(Some data)
■ ■ ■ ■ ■ ■ ■

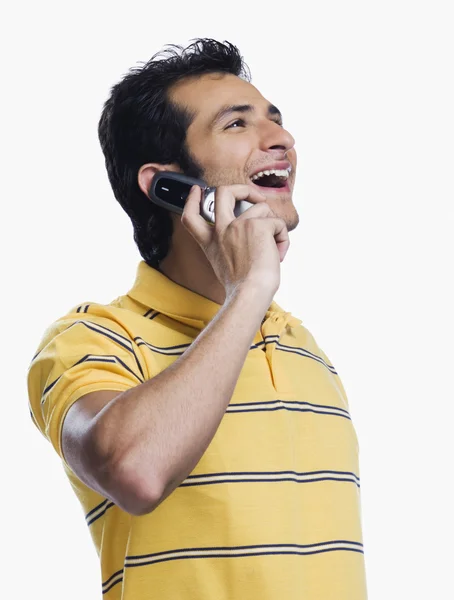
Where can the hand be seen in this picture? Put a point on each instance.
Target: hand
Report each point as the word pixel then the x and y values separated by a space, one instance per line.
pixel 242 251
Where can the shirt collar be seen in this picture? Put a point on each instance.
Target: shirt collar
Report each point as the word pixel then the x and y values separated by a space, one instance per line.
pixel 156 291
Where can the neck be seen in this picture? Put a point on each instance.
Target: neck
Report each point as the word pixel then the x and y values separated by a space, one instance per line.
pixel 187 265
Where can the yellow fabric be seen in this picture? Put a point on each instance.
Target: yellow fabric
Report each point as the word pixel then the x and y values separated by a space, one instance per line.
pixel 272 510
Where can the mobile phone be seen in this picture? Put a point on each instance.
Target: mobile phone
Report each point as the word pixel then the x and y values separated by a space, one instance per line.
pixel 170 190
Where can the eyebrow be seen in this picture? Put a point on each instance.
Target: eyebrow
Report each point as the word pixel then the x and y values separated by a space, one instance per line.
pixel 242 108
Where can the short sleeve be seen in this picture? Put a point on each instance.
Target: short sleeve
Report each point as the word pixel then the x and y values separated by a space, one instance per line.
pixel 76 357
pixel 336 375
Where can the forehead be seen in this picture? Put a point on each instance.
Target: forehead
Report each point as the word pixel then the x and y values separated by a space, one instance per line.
pixel 206 94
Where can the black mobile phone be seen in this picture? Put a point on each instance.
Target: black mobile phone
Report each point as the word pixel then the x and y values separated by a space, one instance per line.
pixel 170 190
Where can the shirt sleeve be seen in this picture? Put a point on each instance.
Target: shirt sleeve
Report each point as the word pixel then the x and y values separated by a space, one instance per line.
pixel 76 357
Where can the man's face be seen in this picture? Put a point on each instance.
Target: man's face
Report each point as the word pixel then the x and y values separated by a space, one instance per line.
pixel 235 135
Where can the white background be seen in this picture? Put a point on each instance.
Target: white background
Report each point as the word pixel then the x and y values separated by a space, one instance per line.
pixel 366 88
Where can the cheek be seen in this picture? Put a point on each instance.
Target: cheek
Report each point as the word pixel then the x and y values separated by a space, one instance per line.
pixel 232 154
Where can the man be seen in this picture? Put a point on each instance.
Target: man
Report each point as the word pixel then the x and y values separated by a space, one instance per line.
pixel 205 433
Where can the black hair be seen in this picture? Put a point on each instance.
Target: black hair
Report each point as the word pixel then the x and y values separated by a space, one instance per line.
pixel 139 125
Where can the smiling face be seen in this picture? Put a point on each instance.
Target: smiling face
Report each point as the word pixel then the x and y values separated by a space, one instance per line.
pixel 236 136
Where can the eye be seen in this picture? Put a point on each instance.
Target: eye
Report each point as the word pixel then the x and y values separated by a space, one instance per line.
pixel 240 122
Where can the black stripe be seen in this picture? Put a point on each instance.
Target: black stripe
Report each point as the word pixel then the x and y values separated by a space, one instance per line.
pixel 312 356
pixel 96 508
pixel 160 349
pixel 299 406
pixel 110 579
pixel 101 514
pixel 127 347
pixel 264 553
pixel 280 479
pixel 49 387
pixel 285 477
pixel 256 546
pixel 90 358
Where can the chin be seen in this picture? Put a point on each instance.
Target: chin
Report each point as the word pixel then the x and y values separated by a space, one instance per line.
pixel 282 205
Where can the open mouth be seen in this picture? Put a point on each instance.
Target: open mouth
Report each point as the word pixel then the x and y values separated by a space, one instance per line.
pixel 273 179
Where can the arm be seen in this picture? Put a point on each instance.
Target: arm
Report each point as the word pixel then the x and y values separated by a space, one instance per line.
pixel 136 447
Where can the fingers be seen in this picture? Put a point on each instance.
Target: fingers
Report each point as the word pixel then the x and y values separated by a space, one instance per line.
pixel 227 196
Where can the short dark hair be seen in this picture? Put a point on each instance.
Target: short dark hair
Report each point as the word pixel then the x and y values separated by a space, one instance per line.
pixel 139 125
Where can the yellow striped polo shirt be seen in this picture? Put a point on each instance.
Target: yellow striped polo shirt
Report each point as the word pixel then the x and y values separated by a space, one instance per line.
pixel 272 510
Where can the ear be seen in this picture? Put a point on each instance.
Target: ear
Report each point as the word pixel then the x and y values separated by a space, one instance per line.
pixel 148 171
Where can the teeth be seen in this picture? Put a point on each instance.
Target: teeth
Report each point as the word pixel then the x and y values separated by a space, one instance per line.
pixel 280 173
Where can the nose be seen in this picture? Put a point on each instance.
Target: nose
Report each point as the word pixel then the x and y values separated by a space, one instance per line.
pixel 274 136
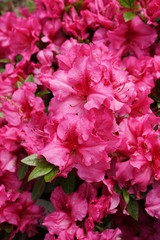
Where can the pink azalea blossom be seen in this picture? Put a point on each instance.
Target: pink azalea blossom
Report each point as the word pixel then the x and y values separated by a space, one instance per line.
pixel 152 201
pixel 133 37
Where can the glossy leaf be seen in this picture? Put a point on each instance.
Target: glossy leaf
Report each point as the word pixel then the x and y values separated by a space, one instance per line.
pixel 132 208
pixel 38 188
pixel 125 195
pixel 128 16
pixel 31 160
pixel 22 171
pixel 48 177
pixel 41 169
pixel 68 184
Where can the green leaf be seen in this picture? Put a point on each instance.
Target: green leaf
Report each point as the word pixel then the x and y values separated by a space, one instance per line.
pixel 5 60
pixel 125 195
pixel 38 188
pixel 22 171
pixel 30 78
pixel 1 115
pixel 40 170
pixel 31 6
pixel 132 208
pixel 31 160
pixel 68 184
pixel 128 16
pixel 48 177
pixel 117 190
pixel 126 3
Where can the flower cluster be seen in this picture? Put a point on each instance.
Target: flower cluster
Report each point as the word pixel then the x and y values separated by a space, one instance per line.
pixel 79 120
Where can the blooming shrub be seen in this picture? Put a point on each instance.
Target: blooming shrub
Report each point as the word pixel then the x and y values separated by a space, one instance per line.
pixel 79 120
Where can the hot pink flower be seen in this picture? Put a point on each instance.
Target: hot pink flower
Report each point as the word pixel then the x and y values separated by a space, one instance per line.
pixel 68 209
pixel 74 146
pixel 152 205
pixel 133 37
pixel 74 25
pixel 22 105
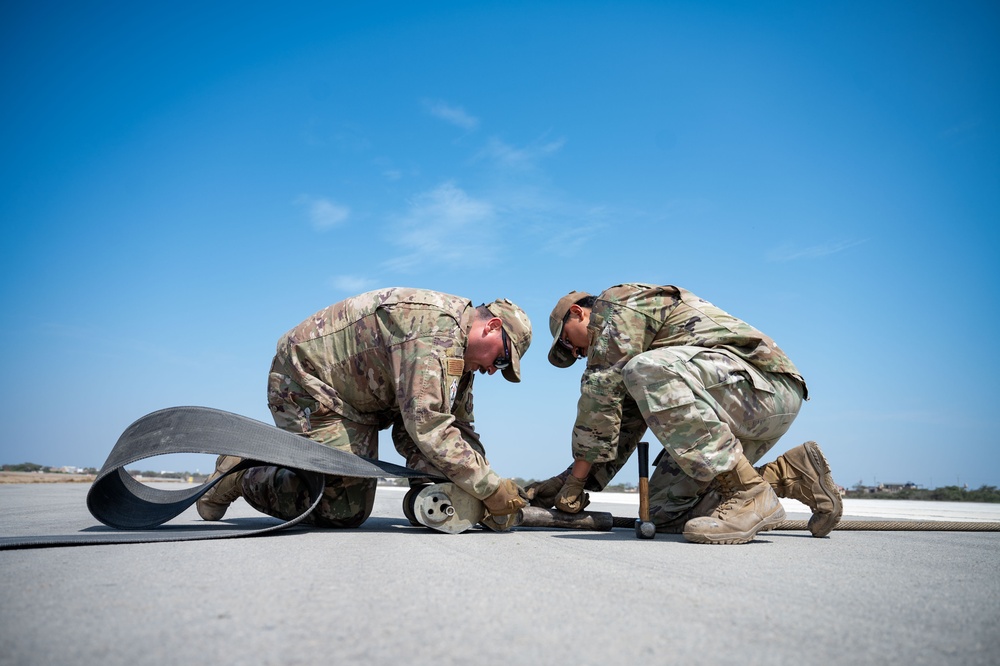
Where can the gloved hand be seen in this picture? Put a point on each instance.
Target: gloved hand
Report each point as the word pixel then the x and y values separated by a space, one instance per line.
pixel 571 497
pixel 508 498
pixel 543 493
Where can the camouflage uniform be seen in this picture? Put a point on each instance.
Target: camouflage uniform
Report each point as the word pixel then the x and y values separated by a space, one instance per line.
pixel 708 385
pixel 392 357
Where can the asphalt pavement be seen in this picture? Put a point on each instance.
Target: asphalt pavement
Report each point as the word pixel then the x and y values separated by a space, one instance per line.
pixel 389 593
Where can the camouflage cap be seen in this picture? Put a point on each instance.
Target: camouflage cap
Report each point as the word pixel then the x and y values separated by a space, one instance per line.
pixel 518 328
pixel 559 356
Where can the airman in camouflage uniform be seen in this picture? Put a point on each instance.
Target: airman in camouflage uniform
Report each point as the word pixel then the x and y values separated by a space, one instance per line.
pixel 715 391
pixel 399 358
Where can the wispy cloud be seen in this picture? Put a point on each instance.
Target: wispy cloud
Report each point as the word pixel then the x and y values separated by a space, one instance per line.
pixel 454 115
pixel 444 225
pixel 352 284
pixel 512 157
pixel 791 252
pixel 323 213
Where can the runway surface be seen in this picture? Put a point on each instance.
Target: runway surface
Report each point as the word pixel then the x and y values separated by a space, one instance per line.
pixel 389 593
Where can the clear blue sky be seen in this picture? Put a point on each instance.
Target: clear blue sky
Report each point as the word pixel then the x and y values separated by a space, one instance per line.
pixel 184 182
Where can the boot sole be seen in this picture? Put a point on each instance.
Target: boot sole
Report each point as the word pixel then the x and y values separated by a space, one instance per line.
pixel 829 488
pixel 765 525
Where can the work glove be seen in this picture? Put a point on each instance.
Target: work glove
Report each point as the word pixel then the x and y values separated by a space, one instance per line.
pixel 571 497
pixel 543 493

■ ■ ■ ■ ■ ■ ■

Retype, without any alteration, the part of the data that opens with the line containing "Where can the black stripe" and closes with the line containing "pixel 282 205", both of those lines included.

Where can the black stripe be seen in this picture? Put a point on each instance.
Target: black stripe
Report each point as the word pixel then the x and y values separated by a space, one instance per line.
pixel 312 356
pixel 96 508
pixel 160 349
pixel 299 406
pixel 110 579
pixel 101 514
pixel 127 347
pixel 264 553
pixel 280 479
pixel 49 387
pixel 285 477
pixel 256 546
pixel 90 358
Where can the chin be seen in this picture? Put a point on each instance.
Target: chin
Report each point as the word pixel then the x and y values separated by a space, one instance per line.
pixel 282 205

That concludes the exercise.